EXERCISE PASSAGE -
-=-=-=-=-

Lisa R Nelson
Medical Informatics and Health Information Technology Consulting

"I work in creative collaboration with smart, inspiring people on projects that contribute to the healing of the world.”

  -   Louise Hay

"Let us be about setting high standards for life, love, creativity, and wisdom. If our expectations in these areas are low, we are not likely to experience wellness. Setting high standards makes every day and every decade worth looking forward to"

  -   Greg Anderson


HIT Integration, Interoperability and Standards
MED INF 405 / Nicholas Bertram, Sr., Consultant Beacon Partners
Course objectives

This course covered many details about healthcare information technology standards and interoperability. We explored the value proposition associated with the use of standards. We reviewed health information models and looked at the IHE Initiative, HL7, DICOM, CCOW, and other standards. We also examined the role of non-medical standards in medical informatics, such as HTTP, XML, etc. The course covered multi-institutional issues and touched on subjects such as telemedicine, e-commerce and the Health Insurance Portability and Accountability Act (HIPAA).

The goals for this course were to:

  • Describe the benefits of standards-based HIT interoperability
  • Identify the resources necessary for an HIT integration project
  • Utilize appropriate HIT standards in an integration project
  • Be able to navigate through US national interoperability standards
  • Understand the policy issues in intra- and inter-institutional health data exchange
Text and selected readings CITL, The value of Health Information Exchange.
Gartner Study – a network of networks.

-=-=-=-=-

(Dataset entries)
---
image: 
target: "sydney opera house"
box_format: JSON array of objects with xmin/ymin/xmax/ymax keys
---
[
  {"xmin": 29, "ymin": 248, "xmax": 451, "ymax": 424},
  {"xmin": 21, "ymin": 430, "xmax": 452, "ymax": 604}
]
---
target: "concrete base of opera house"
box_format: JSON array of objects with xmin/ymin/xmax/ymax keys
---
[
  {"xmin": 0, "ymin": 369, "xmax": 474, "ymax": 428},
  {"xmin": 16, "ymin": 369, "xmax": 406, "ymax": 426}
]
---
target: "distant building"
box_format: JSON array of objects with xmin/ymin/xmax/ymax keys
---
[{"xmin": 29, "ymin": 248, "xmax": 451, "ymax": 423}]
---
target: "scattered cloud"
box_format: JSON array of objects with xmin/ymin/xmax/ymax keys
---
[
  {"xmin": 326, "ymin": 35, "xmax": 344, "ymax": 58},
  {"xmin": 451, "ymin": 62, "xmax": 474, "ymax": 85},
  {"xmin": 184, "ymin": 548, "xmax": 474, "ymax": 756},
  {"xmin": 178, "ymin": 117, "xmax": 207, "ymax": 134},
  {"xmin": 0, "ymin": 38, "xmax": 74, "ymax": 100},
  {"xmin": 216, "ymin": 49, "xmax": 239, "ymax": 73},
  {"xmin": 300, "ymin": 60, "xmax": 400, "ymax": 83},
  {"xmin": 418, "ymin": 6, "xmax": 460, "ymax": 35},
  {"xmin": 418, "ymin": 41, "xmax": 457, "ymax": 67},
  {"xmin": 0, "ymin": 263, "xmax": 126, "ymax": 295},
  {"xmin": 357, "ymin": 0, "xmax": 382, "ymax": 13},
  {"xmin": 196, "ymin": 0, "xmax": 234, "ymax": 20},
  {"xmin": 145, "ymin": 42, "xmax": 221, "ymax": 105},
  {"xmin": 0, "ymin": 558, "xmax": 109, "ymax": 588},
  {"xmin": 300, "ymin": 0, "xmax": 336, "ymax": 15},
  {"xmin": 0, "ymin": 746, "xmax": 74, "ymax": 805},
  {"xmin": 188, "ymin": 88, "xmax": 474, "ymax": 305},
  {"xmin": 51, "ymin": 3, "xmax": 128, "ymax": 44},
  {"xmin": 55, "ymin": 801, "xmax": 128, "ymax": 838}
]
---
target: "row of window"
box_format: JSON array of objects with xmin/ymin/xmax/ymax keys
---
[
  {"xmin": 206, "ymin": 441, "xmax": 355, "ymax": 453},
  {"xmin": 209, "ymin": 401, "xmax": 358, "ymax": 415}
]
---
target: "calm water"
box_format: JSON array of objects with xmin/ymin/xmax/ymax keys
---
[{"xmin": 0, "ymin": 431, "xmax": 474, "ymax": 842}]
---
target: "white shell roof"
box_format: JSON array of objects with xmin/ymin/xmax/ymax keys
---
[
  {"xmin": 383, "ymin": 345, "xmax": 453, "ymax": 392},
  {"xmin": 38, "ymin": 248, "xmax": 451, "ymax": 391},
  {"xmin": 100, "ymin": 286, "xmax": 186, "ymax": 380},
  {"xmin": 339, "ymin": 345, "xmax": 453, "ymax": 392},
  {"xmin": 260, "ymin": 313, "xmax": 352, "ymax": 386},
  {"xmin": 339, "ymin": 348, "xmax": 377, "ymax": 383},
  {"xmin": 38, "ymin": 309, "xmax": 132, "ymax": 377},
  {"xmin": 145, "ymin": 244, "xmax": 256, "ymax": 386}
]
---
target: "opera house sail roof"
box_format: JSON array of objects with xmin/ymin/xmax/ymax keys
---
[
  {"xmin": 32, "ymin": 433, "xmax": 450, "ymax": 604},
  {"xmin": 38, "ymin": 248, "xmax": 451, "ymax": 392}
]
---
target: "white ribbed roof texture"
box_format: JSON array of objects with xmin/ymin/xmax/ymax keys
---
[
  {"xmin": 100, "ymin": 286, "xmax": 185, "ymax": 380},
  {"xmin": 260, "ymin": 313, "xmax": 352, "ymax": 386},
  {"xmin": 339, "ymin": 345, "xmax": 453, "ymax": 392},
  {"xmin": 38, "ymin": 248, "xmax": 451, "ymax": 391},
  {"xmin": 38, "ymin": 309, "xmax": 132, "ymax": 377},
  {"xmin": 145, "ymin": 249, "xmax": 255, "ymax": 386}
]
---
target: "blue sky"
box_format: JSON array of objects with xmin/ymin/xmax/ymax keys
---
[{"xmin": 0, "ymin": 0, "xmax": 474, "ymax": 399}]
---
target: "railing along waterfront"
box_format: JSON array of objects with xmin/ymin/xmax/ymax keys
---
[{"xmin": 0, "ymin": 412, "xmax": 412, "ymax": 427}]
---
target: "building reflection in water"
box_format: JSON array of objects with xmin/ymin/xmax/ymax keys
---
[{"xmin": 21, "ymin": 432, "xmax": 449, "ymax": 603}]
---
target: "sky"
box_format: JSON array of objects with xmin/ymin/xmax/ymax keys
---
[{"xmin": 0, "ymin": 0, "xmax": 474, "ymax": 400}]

-=-=-=-=-

DIRECTIONS -
Reproduce the course page word for word from "The goals for" to "network of networks.". Work only from the course page.

ANSWER FOR THIS EXERCISE -
The goals for this course were to:

  • Describe the benefits of standards-based HIT interoperability
  • Identify the resources necessary for an HIT integration project
  • Utilize appropriate HIT standards in an integration project
  • Be able to navigate through US national interoperability standards
  • Understand the policy issues in intra- and inter-institutional health data exchange
Text and selected readings CITL, The value of Health Information Exchange.
Gartner Study – a network of networks.